Data records
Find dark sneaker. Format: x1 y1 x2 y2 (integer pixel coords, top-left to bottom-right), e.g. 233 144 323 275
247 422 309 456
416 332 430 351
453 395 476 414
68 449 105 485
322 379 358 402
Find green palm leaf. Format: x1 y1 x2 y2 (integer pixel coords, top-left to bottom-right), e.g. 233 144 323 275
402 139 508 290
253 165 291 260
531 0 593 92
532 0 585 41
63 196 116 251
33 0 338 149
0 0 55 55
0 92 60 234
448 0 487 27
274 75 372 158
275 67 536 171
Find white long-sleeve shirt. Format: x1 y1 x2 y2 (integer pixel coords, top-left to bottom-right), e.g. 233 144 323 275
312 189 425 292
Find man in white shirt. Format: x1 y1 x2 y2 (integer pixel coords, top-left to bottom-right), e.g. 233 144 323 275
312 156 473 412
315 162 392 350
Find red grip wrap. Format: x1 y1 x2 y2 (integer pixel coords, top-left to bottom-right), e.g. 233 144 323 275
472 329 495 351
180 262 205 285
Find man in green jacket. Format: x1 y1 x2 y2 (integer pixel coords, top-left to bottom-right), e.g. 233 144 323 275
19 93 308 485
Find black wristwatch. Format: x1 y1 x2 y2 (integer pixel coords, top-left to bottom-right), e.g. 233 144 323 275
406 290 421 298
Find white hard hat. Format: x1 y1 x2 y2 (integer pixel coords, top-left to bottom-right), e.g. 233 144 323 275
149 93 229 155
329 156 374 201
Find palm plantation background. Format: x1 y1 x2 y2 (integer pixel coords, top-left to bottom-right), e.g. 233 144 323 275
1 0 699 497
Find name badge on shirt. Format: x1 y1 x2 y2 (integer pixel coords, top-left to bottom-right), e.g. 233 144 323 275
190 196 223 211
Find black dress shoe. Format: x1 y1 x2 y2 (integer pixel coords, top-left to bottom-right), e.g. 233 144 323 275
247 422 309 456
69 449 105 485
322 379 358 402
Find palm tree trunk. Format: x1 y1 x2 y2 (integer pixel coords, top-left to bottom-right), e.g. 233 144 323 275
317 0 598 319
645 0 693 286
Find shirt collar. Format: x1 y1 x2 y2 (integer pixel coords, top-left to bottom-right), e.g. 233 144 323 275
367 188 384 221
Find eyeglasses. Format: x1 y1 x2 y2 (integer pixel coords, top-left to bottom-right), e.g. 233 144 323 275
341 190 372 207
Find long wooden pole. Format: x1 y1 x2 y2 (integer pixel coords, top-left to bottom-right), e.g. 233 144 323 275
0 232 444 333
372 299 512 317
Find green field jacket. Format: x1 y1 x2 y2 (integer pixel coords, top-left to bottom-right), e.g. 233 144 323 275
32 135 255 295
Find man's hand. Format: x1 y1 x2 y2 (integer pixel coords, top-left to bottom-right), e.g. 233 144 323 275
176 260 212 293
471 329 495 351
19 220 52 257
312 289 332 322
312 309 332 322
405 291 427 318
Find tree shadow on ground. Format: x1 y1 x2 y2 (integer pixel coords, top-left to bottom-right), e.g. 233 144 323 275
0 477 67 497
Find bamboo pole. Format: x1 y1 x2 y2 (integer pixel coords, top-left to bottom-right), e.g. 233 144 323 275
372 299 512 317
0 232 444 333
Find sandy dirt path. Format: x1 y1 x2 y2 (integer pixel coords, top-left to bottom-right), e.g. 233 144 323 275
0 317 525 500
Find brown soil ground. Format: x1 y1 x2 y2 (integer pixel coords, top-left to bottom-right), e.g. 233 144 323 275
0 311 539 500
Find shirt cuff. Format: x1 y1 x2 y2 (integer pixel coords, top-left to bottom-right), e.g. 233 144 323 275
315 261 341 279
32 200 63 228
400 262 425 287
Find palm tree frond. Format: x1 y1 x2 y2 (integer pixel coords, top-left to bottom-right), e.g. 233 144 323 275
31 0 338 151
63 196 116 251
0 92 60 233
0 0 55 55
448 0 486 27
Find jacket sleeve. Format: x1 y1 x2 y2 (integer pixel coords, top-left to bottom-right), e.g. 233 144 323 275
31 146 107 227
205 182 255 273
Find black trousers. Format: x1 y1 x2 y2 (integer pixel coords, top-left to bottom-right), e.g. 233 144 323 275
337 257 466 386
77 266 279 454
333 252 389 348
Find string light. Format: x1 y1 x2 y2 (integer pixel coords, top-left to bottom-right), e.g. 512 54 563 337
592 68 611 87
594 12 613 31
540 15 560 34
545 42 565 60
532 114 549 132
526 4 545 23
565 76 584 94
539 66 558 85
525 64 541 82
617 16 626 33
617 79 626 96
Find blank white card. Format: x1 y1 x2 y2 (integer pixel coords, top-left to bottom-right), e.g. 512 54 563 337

| Task |
Transcribe, word for word, every line from the one containing "Find black trousers." through the final line of the entries, and nothing else.

| Answer box |
Find black trousers. Format: x1 y1 x2 y2 (integer pixel coords, top-left to bottom-right), e.g. 233 144 323 275
337 257 466 386
77 266 279 454
333 252 389 348
Find string light. Format: x1 y1 x2 y2 (integer pixel coords, top-left to bottom-right), e.g. 512 54 563 337
592 68 611 87
594 12 613 31
540 15 560 34
545 42 565 60
532 114 549 132
526 4 545 23
565 76 584 94
539 66 558 85
525 64 541 82
617 16 626 33
617 79 626 96
Find blank white card. Format: x1 y1 x2 y2 (integer pixel coords, top-left to bottom-right), e.g. 512 54 563 337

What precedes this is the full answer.